__TEXT EXCERPT__.
__________
Hacker News new | ask | show | jobs
by Metricon 449 days ago
GGUF version created by "isaiahbjork" which is compatible with LM Studio and llama.cpp server at: https://github.com/isaiahbjork/orpheus-tts-local/

To run llama.cpp server: llama-server -m C:\orpheus-3b-0.1-ft-q4_k_m.gguf -c 8192 -ngl 28 --host 0.0.0.0 --port 1234 --cache-type-k q8_0 --cache-type-v q8_0 -fa --mlock

3 comments

I've been testing this out, it's quite good and especially fast. Crazy that this is working so well at Q4
Can somebody please create a gradio client for this as well. I really want to try this out but the complexity messes me up.
Wait, how do you get audio out of llama-server?
Orpheus is a llama model trained to understand/emit audio tokens (from snac). Those tokens are just added to its tokenizer as extra tokens.

Like most other tokens, they have text reprs: '<custom_token_28631>' etc. You sample 7 of them (1 frame), parse out the ids, pass through snac decoder, and you now have a frame of audio from a 'text' pipeline.

The neat thing about this design is you can throw the model into any existing text-text pipeline and it just works.

got it, so inference in llama.cpp server won't actually get me any audio directly
If you run the `gguf_orpheus.py` file in that repository, it will capture the audio tokens and convert them to a .wav file. With a little more work, you can feed the streaming audio directly using `sounddevice` and `OutputStream`

On a Nvidia 4090, it's producing:

  prompt eval time =      17.93 ms /    24 tokens (    0.75 ms per token,  1338.39 tokens per second)

         eval time =    2382.95 ms /   421 tokens (    5.66 ms per token,   176.67 tokens per second)

        total time =    2400.89 ms /   445 tokens
*A Correction to the llama.cpp server command above, there are 29 layers so it should read "-ngl 29" to load all the layers to the GPU.
__________
__SOURCE MATERIAL__.
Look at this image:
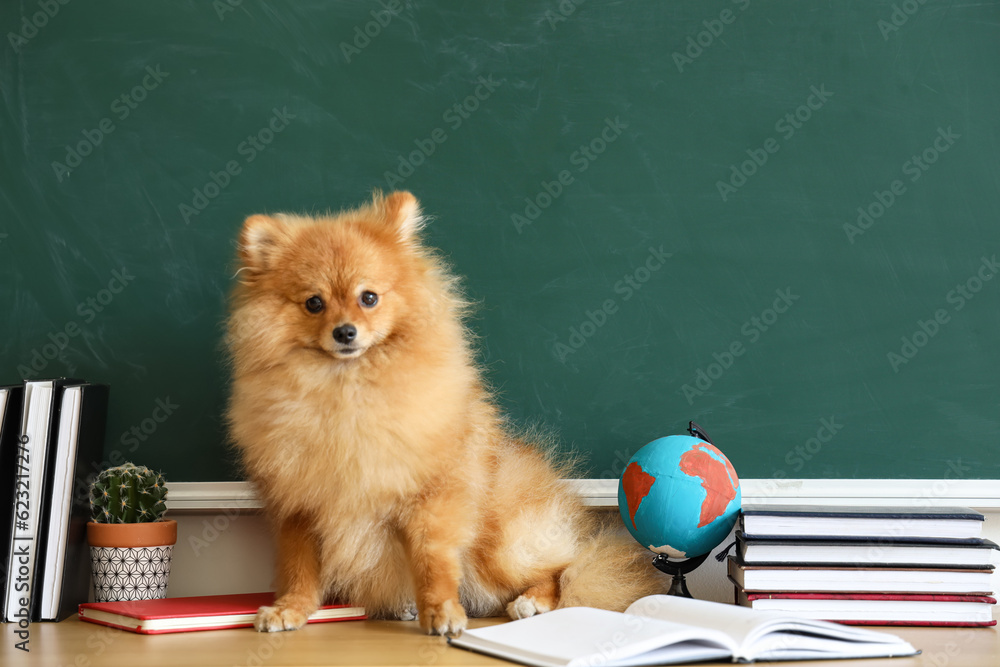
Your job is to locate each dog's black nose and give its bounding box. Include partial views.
[333,324,358,345]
__________
__TO DO__.
1. Summarize the Orpheus thread in two sentences.
2. Retype the part of the Orpheus thread that begins at the words "I've been testing" and ends after "out of llama-server?".
Nothing in the listing is used.

__EXERCISE ANSWERS__.
1. A GGUF version of Orpheus that works with LM Studio and llama.cpp server is shared with a server command, which a later correction changes to "-ngl 29" so all 29 layers load onto the GPU. Commenters explain that Orpheus emits audio tokens as text tokens that must be passed through a snac decoder, so the server alone gives no audio, but the repository's `gguf_orpheus.py` file captures those tokens and converts them to a .wav file.

2.
I've been testing this out, it's quite good and especially fast. Crazy that this is working so well at Q4
Can somebody please create a gradio client for this as well. I really want to try this out but the complexity messes me up.
Wait, how do you get audio out of llama-server?